Activity => With the line containing "117, row 45." as the start and the line containing "170, row 11." as the end, transcribe that span of the entries below exactly, including both.

Information given =>
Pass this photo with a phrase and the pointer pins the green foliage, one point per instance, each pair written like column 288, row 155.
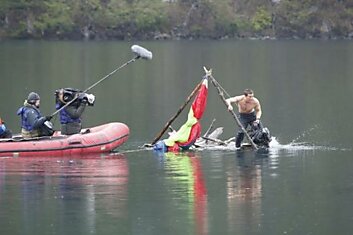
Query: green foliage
column 142, row 19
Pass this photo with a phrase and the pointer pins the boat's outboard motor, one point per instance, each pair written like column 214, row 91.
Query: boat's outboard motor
column 260, row 135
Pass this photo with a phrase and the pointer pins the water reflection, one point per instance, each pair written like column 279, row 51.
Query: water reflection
column 184, row 170
column 53, row 193
column 245, row 191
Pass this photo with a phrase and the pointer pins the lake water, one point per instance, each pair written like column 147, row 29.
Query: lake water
column 303, row 185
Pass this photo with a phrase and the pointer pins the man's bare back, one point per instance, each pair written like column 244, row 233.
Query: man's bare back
column 246, row 104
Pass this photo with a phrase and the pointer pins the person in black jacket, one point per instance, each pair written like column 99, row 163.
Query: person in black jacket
column 70, row 116
column 32, row 122
column 4, row 132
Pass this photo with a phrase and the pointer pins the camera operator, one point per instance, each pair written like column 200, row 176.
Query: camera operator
column 70, row 116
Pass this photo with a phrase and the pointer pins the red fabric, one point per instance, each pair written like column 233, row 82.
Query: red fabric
column 194, row 134
column 200, row 102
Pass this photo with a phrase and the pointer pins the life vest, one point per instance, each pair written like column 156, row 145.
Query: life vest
column 24, row 112
column 64, row 116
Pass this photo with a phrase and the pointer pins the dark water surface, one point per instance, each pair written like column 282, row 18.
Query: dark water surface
column 303, row 185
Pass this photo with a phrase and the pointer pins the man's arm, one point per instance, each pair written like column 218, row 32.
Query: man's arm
column 231, row 100
column 258, row 110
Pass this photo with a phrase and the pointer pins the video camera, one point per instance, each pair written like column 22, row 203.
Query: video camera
column 65, row 95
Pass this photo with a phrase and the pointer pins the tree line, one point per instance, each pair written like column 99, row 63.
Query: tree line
column 175, row 19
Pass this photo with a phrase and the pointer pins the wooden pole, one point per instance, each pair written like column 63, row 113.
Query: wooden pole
column 220, row 93
column 197, row 88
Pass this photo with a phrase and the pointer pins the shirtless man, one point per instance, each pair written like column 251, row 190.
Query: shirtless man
column 249, row 111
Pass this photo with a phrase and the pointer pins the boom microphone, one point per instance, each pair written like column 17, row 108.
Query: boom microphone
column 141, row 52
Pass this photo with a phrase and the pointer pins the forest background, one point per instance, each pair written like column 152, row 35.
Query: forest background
column 175, row 19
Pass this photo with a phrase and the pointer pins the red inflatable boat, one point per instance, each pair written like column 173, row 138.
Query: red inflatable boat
column 99, row 139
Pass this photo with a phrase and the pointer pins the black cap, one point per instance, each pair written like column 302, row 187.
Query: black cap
column 32, row 97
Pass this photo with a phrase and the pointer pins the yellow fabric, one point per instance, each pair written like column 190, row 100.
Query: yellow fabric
column 182, row 135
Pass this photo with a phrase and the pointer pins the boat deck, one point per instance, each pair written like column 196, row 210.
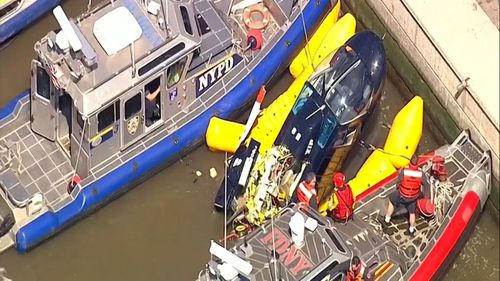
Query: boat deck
column 30, row 164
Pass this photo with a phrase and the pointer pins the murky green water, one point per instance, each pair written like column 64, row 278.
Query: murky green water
column 161, row 229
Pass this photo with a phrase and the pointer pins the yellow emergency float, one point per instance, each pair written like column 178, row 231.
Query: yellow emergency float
column 400, row 145
column 224, row 135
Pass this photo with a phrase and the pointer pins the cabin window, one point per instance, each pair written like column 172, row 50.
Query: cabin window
column 174, row 72
column 9, row 8
column 152, row 97
column 105, row 118
column 203, row 27
column 42, row 83
column 133, row 106
column 161, row 58
column 79, row 119
column 185, row 20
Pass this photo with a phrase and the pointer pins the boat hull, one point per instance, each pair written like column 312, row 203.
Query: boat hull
column 127, row 175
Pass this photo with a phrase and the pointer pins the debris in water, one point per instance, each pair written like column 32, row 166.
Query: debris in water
column 213, row 172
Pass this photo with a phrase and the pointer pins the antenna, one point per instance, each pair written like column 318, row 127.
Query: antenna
column 132, row 53
column 63, row 21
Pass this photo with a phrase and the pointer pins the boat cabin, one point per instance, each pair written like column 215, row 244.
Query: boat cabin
column 114, row 75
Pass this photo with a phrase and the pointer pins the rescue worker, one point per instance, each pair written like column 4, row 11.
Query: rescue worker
column 409, row 183
column 306, row 191
column 342, row 192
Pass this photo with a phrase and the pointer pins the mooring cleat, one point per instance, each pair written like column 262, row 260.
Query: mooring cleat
column 381, row 220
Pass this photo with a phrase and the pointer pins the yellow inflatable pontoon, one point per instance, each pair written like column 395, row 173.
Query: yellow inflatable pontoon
column 223, row 135
column 403, row 139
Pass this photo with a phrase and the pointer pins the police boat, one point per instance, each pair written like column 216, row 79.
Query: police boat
column 126, row 88
column 300, row 244
column 18, row 14
column 318, row 132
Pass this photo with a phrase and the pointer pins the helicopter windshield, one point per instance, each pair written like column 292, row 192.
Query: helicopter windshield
column 348, row 95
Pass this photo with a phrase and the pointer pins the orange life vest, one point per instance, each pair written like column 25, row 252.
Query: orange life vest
column 305, row 192
column 410, row 185
column 345, row 199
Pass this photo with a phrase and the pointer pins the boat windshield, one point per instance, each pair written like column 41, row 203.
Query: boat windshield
column 347, row 95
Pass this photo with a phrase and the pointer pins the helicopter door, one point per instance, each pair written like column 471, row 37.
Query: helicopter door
column 43, row 100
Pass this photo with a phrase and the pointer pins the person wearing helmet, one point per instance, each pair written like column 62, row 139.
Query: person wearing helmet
column 410, row 181
column 306, row 191
column 342, row 195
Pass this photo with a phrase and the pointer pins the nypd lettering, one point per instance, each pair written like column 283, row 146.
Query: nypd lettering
column 211, row 76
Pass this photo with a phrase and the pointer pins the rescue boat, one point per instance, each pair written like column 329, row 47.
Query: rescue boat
column 301, row 244
column 16, row 15
column 127, row 88
column 323, row 124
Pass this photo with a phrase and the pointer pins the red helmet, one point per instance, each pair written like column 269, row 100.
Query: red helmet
column 339, row 179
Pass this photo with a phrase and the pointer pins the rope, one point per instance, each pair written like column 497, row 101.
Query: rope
column 306, row 48
column 79, row 148
column 225, row 200
column 274, row 249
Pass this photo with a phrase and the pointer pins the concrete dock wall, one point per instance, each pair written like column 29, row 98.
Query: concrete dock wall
column 428, row 73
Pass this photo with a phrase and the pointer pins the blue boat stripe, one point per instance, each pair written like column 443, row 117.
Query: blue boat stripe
column 25, row 17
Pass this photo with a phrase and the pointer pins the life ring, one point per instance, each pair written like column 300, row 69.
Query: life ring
column 256, row 24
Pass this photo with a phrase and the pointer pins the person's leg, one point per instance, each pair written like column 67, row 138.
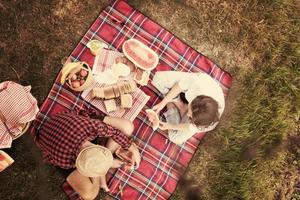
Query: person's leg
column 123, row 125
column 87, row 188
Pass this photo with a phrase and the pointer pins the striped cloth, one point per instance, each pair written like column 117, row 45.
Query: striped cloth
column 162, row 161
column 17, row 107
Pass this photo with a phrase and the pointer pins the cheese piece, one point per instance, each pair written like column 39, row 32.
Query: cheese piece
column 126, row 101
column 110, row 105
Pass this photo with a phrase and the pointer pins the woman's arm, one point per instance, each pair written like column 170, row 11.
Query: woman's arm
column 169, row 97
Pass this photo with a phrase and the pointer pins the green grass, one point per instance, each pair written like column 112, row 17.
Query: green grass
column 266, row 118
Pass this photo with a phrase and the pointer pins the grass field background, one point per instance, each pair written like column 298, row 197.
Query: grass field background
column 255, row 151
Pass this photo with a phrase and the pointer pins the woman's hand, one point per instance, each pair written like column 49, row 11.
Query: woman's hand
column 165, row 126
column 136, row 157
column 158, row 107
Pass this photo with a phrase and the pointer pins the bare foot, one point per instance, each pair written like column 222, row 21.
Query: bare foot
column 103, row 184
column 117, row 163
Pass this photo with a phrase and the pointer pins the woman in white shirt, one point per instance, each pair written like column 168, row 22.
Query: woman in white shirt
column 198, row 99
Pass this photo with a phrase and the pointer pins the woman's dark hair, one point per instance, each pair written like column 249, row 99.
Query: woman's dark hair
column 204, row 111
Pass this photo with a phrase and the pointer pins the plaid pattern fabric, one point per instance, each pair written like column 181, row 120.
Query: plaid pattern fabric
column 61, row 136
column 18, row 107
column 162, row 161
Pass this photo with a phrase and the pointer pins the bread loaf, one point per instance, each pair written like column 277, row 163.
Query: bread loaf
column 110, row 105
column 115, row 90
column 126, row 101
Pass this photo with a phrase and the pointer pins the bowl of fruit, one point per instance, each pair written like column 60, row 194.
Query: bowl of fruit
column 77, row 75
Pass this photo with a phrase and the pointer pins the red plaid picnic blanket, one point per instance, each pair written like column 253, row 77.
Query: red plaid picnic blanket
column 162, row 161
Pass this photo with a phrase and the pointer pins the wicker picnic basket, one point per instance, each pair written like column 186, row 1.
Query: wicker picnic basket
column 24, row 130
column 72, row 69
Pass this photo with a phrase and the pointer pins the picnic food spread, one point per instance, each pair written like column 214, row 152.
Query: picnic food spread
column 153, row 118
column 77, row 74
column 95, row 46
column 141, row 55
column 115, row 90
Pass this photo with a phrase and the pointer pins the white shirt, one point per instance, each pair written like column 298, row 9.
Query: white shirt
column 193, row 85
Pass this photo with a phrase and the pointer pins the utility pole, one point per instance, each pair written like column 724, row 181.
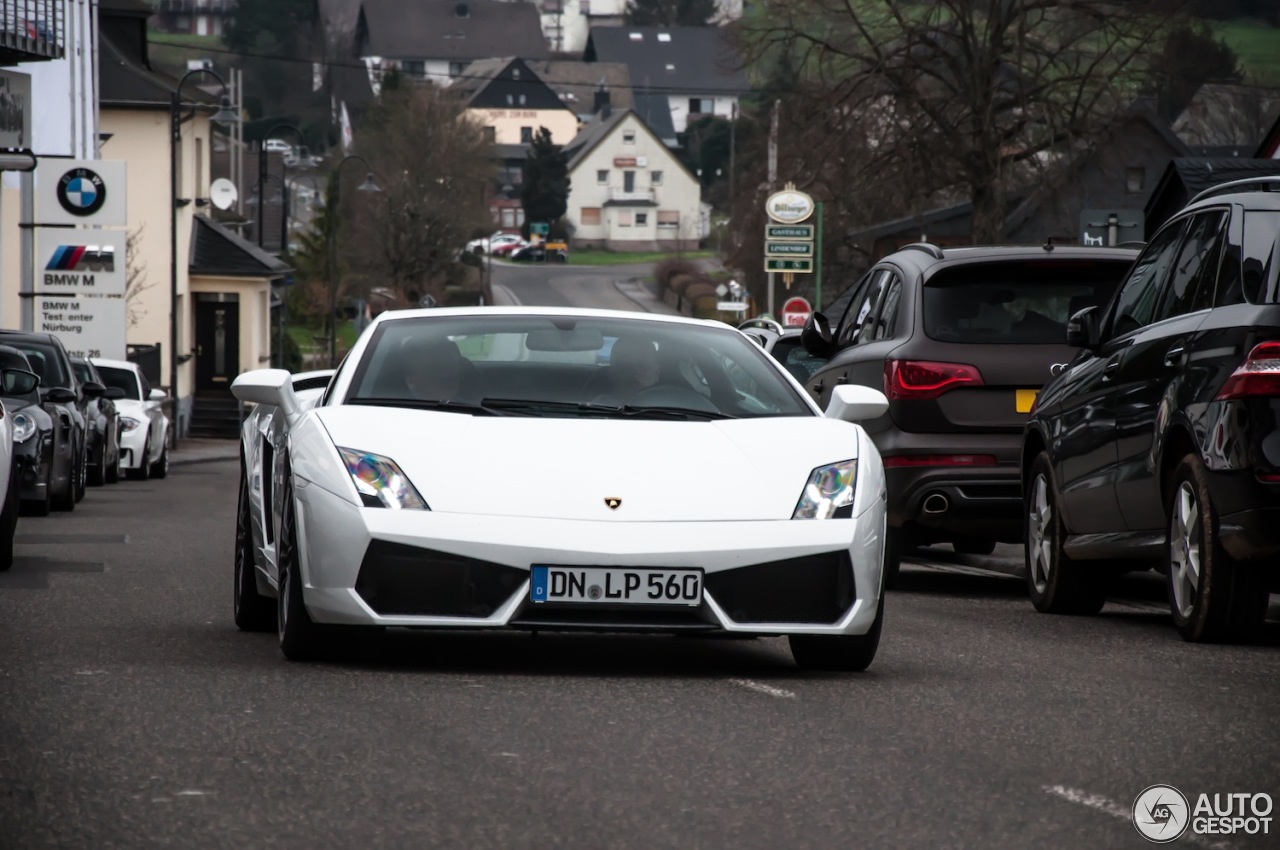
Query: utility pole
column 773, row 181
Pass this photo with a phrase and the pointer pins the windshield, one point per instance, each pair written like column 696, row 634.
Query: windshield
column 122, row 379
column 45, row 362
column 1015, row 302
column 571, row 366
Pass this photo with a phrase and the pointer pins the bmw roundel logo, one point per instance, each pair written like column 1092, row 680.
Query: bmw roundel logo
column 81, row 192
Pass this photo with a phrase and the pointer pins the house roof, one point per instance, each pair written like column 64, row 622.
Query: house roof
column 455, row 30
column 1228, row 115
column 695, row 60
column 218, row 251
column 576, row 82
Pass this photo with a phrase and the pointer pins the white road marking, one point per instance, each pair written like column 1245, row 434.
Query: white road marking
column 760, row 688
column 1106, row 805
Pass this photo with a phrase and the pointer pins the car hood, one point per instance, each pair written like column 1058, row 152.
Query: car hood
column 663, row 471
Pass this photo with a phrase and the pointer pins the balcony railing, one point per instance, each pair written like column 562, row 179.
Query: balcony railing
column 197, row 7
column 632, row 196
column 31, row 30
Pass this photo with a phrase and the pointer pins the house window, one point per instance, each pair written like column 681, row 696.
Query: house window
column 1133, row 179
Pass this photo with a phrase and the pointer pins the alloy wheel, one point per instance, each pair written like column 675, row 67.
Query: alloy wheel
column 1040, row 534
column 1184, row 545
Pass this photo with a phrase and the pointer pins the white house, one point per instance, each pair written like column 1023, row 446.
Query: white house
column 627, row 192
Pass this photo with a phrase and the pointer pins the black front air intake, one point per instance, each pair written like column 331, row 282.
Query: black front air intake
column 813, row 589
column 397, row 579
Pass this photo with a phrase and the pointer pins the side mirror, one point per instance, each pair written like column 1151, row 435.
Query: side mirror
column 60, row 396
column 1082, row 329
column 18, row 382
column 272, row 387
column 854, row 403
column 816, row 336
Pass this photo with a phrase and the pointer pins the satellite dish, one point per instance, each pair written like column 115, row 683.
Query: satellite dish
column 222, row 193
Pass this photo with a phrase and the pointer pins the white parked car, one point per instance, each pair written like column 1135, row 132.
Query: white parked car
column 144, row 425
column 494, row 467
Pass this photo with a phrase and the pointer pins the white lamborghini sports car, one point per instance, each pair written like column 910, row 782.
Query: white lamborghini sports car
column 545, row 469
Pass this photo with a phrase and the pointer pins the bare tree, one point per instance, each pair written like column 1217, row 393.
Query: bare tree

Response area =>
Pass this photo with a phrase and the pointer pins the striped cloth, one point per instance, each pair written like column 117, row 45.
Query: striped cloth
column 162, row 161
column 17, row 107
Pass this photo with a phrase and the pointer pins the cheese piece, one point per instance, each pair written like column 39, row 32.
Query: cheese piece
column 126, row 101
column 110, row 105
Pass this photo with a phrase and the pointer pins the woman's arm, one point per instance, each pair written like column 170, row 11.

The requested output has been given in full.